Rewrite the listing below, starting at its first line and going up to and including the line with "point(50, 294)". Keep every request line, and multiply each point coordinate in the answers by 2.5, rounding to whole numbers with halves going up.

Data items

****

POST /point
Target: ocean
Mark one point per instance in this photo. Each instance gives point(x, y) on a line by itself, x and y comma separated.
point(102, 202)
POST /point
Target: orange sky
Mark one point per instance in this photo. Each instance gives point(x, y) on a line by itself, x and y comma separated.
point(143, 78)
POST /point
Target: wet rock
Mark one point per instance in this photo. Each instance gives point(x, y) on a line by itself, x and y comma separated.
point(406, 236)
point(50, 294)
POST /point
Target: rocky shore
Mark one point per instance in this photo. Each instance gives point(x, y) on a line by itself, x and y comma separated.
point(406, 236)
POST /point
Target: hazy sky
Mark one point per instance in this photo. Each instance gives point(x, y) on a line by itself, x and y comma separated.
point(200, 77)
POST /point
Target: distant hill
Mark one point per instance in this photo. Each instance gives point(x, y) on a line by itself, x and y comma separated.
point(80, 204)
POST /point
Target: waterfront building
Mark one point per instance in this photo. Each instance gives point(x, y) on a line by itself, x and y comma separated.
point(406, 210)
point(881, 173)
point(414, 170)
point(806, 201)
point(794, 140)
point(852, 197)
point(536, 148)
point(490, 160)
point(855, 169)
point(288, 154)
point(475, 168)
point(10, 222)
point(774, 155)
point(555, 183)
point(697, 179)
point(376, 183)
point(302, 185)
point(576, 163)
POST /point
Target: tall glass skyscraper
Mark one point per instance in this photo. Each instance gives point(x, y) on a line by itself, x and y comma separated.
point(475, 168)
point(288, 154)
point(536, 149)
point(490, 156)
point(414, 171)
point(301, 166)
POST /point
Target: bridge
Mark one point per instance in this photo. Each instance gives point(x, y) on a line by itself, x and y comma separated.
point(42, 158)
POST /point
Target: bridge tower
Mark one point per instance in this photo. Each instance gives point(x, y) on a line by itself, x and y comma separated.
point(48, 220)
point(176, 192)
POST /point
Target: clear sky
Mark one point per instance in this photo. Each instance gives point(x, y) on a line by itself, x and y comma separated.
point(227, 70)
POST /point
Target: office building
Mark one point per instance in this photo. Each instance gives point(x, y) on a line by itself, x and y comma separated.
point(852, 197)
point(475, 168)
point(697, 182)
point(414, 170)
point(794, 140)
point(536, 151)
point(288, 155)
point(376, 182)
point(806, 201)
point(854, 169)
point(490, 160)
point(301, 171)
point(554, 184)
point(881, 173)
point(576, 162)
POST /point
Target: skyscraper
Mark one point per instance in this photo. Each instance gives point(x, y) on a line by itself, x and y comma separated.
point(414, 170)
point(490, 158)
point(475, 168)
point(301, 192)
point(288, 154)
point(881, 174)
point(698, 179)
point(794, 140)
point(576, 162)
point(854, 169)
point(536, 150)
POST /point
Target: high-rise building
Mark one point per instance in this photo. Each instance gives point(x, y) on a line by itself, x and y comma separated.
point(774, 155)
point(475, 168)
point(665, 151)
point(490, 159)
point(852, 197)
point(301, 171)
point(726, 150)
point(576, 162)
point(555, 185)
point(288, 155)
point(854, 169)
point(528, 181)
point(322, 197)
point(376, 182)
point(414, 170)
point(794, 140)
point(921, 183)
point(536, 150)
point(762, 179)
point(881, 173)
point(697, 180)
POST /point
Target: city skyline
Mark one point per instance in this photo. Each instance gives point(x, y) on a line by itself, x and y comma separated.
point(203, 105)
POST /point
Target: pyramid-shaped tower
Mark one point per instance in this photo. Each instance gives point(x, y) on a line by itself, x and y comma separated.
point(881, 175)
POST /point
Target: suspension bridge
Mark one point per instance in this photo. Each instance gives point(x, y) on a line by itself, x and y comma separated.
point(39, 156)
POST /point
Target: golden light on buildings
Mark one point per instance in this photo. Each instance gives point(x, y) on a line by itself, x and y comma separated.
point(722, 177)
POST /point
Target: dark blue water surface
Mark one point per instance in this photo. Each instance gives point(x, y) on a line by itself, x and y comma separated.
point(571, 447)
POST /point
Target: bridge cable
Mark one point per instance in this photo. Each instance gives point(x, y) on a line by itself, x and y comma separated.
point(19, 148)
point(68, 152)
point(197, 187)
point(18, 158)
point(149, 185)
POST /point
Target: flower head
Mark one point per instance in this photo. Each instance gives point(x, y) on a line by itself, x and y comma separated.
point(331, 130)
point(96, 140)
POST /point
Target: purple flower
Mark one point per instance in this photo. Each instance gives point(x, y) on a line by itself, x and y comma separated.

****

EXERCISE RESPONSE =
POST /point
Target: ocean
Mark one point per instance in this photo. Each instance gives point(x, y) on a line by itself, x and y comma separated.
point(255, 505)
POST /point
Target: orange sky
Mark one point per instance in this photo. Each instance gives point(x, y) on a line by itself, x and y comma separated.
point(358, 195)
POST /point
Target: wet rock
Mark one point per instance in this photo. Each instance gives point(x, y) on a line by itself, x and y comma separated.
point(1015, 590)
point(125, 735)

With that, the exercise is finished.